• **Record excerpts**:
----------------

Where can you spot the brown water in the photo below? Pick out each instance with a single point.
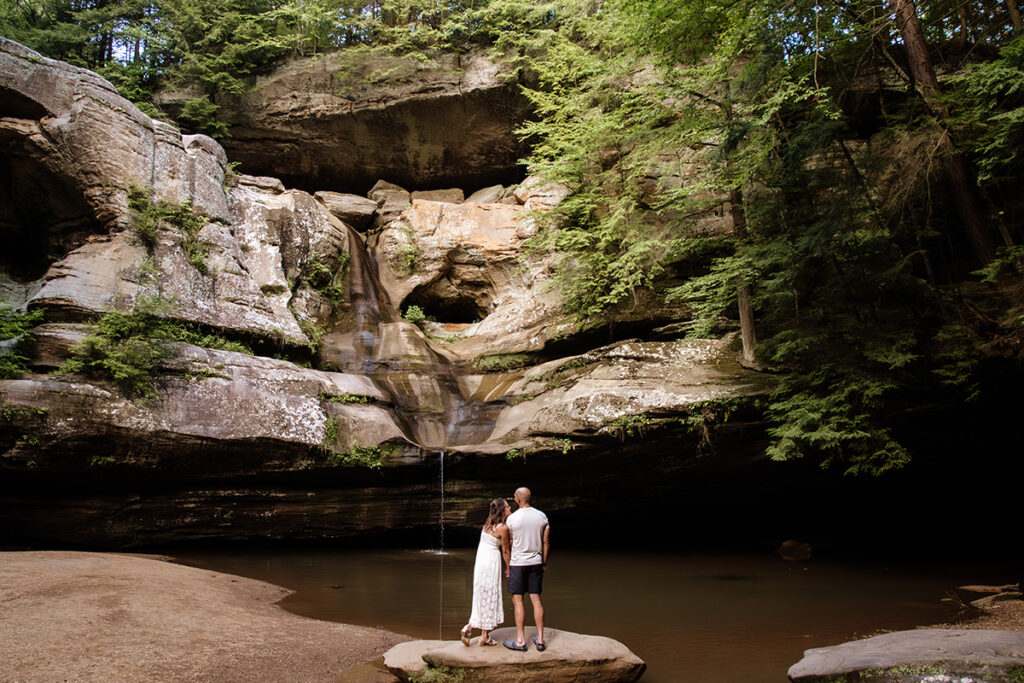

----------------

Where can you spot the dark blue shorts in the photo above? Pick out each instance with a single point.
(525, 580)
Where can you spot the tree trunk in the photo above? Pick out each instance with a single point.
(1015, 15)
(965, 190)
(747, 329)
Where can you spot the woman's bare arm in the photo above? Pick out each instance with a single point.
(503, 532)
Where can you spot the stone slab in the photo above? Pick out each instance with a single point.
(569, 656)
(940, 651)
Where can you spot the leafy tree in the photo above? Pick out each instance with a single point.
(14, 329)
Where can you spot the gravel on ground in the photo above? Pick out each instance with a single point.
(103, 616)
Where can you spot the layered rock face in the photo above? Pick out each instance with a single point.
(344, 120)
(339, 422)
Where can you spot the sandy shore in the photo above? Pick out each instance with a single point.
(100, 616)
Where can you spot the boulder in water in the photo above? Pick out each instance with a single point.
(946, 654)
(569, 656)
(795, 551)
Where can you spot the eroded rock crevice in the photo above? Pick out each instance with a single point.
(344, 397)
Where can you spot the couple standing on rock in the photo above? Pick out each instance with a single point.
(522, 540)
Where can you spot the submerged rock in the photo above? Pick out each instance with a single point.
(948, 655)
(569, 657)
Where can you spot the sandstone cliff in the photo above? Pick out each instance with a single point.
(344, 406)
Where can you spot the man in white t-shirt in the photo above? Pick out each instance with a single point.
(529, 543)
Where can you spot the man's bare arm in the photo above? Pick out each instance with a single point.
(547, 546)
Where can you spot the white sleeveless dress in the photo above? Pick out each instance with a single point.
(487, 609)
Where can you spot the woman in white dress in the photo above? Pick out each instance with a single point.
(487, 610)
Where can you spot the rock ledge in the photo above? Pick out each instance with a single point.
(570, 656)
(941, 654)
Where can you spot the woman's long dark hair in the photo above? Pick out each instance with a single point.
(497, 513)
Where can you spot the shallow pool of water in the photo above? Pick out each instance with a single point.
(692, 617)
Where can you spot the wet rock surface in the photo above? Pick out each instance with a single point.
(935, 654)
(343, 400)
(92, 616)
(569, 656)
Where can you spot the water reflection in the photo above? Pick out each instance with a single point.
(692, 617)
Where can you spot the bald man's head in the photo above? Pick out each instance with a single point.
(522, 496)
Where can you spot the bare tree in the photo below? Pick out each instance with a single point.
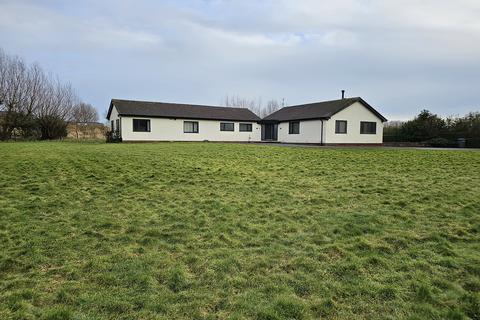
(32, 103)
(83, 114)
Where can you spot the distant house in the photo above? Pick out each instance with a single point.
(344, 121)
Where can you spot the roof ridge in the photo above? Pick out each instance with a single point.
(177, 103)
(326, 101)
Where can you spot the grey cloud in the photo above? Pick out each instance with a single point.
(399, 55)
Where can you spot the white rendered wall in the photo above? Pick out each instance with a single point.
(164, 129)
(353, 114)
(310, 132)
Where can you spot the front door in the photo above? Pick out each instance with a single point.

----------------

• **Task brief**:
Copy out word for word the records from the line with "Where can you spot the white rendered" to the line with "Where can you spot the front", including both.

• **Solved exercise**:
Where can you spot the white rendered wall in the photo above? Pick out each instance with a single point.
(164, 129)
(353, 114)
(310, 132)
Where can you spot the front door in the photo above? Pick out each instance with a single point.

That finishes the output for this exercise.